● What you should do: Could you reproduce the lines below from the one with "Practice step: indicate the overcast" through the one with "Target: overcast sky"? Keep both ends and add nothing.

(Natural language region descriptions)
________
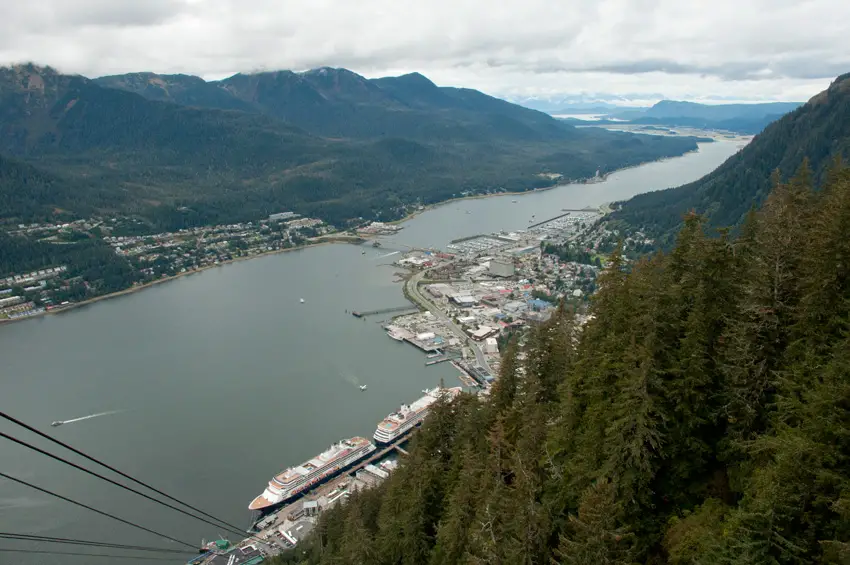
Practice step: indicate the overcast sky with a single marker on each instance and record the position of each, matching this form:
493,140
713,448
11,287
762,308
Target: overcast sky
________
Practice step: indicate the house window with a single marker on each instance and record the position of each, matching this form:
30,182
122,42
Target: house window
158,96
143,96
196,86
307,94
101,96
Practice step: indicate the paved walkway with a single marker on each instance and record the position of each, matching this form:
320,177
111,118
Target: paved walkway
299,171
________
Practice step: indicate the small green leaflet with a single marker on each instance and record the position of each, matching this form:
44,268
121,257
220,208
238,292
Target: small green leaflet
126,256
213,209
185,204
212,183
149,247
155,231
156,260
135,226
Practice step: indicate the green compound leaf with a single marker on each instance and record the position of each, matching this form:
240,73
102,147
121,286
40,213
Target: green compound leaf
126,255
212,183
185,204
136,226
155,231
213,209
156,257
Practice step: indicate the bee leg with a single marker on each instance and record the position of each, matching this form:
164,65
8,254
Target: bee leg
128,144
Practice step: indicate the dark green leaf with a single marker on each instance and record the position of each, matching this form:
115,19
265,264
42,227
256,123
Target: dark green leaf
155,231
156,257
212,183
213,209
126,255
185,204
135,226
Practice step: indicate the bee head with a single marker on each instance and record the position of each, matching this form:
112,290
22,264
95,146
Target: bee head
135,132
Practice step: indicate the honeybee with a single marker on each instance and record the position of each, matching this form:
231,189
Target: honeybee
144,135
________
● Your solution:
Practice step: indicate the overcast sky with a single marker on each instance and record the position of each, matching this form:
493,140
713,448
11,287
762,308
Target: overcast sky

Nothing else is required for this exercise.